## [Excerpted passage]
╭──

Course Structure: The class meets for four 50-minute contact sessions each week. Each week, one of the contact sessions will involve lecture-style presentation and discussion of the selected topics. The other three weekly contact sessions will take the form of student design review project presentations. Homework is assigned on alternate weeks for a total of 5 assignments over the quarter. The laboratory supports the completion of a quarter-long capstone design project. Laboratory time is open for the student groups to use as needed. The capstone design projects will involve groups of 3-4 students. Some of the design projects may originate from prior work carried out by the same student groups in previous courses.

Computer Resources: HSPICE or PSPICE or Multisim may be used for circuit simulation; Mathcad or MATLAB or Mathematica may be used for general purpose mathematical analysis; National Instruments Multisim and Ultiboard will be used for schematic capture and PCB layout; and National Instruments LabVIEW may be used for computer controlled data acquisition and instrument control. HSPICE, PSPICE, MATLAB, Multisim, and Ultiboard are available in all of the general purpose computing laboratories in the EE Department. LabVIEW is available in the room 137 EE1 laboratory, integrated with hardware for data acquisition and instrument control.

Laboratory Resources: The main electronics laboratory in room 137 supports this class with benches equipped with oscilloscopes, power supplies, function generators, digital multimeters, test leads, and computers equipped with data acquisition pods. Laboratory parts kits are available from the EE Stores, with sales of individual components as needed for the design projects. Students often order components of their own choosing from mail-order/web-based vendors.

Grading: Capstone Design Project Documentation (75%), Design Reviews (15%), Homework (10%).

ABET Student Outcome Coverage: This course addresses the following outcomes:

H = high relevance, M = medium relevance, L = low relevance to course.

(1) An ability to identify, formulate, and solve complex engineering problems by applying principles of engineering, science, and mathematics (H) The homework and design projects deal with the application of circuit theory to electronic system analysis and design. Mathematical formulations are commonplace throughout the course. Both the homework and laboratory design projects involve a large component of solving engineering problems. The laboratory design projects are open-ended and additionally require the students to identify and formulate the principle issues associated with the engineering problems.

(2) An ability to apply engineering design to produce solutions that meet specified needs with consideration of public health, safety, and welfare, as well as global, cultural, social, environmental, and economic factors (H) The homework problems and laboratory design projects are phrased in terms of realistic constraints such as cost, size, weight, power consumption, alignment ease, component variation, and manufacturability. Safety factors and green manufacturing processes are also emphasized in terms of producing safe, manufacturable and sustainable designs.

(3) An ability to communicate effectively with a range of audiences (H) Design project reports are required to be styled and formatted like an industrial research and development report. Emphasis is placed upon clear descriptions of circuit operation, illustrative block diagrams, industry acceptable schematic diagrams, a formal bill of materials with full component sourcing, and proper references to design standards. Regular design reviews also include oral presentations with supplemental visual graphics.

╰──

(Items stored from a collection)
╭──

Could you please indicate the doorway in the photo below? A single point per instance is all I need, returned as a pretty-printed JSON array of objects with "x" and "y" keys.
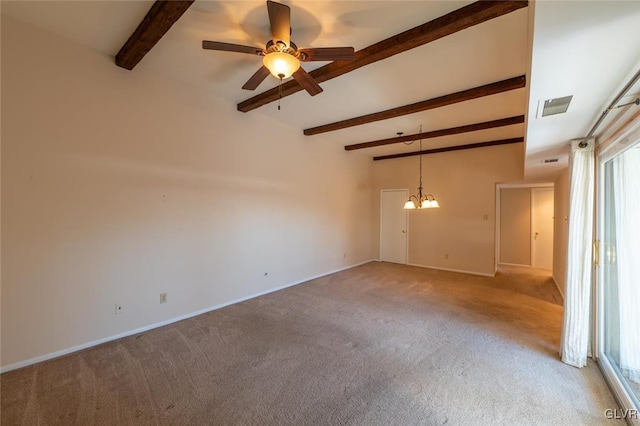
[
  {"x": 524, "y": 229},
  {"x": 542, "y": 228},
  {"x": 393, "y": 225}
]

╰──

## [What you will do]
- a) Per the course description, what makes outcome (1) highly relevant to this course? Answer in one to three sentences.
- b) Pick up the course description after its final sentence and keep writing.

## [Solved problems]
- a) The homework and design projects apply circuit theory to electronic system analysis and design, and mathematical formulations are commonplace throughout the course. Both the homework and the laboratory design projects involve a large component of solving engineering problems. The open-ended laboratory projects also require students to identify and formulate the issues associated with those problems.

- b)
(4) An ability to recognize ethical and professional responsibilities in engineering situations and make informed judgments, which must consider the impact of engineering solutions in global, economic, environmental, and societal contexts (L) Professional standards for documentation and design conformance are emphasized throughout the course. Student teams are asked to consider and justify their design choices in terms of sustainable manufacturing practices and economic and environmental impact.

(5) An ability to function effectively on a team whose members together provide leadership, create a collaborative and inclusive environment, establish goals, plan tasks, and meet objectives (M) The design problems are addressed by teams of 2-3 students who must organize themselves and divide up the work among them.

(6) An ability to develop and conduct appropriate experimentation, analyze and interpret data, and use engineering judgment to draw conclusions (M) The course involves hands-on laboratory design work in which experimentation is a necessary component. Students must devise their own experiments to test their designs and make engineering judgments based on those outcomes to redesign the system.

(7) An ability to acquire and apply new knowledge as needed, using appropriate learning strategies (M) The course focuses on modern electronic circuit design which involves researching, selecting, and applying new components. Students are responsible for learning this on their own.

ABET Criterion 4 Considerations:

Engineering standards - Students must develop their capstone design project to meet specific performance specifications, some of which include benchmark testing or compliance testing against accepted standards for performance, compatibility, and safety.

Realistic constraints - The capstone design project, in addition to having explicit electrical performance specifications, is fundamentally phrased and graded in terms of the final solution's size, weight, cost, power consumption, alignment ease, component variability, and manufacturability criteria.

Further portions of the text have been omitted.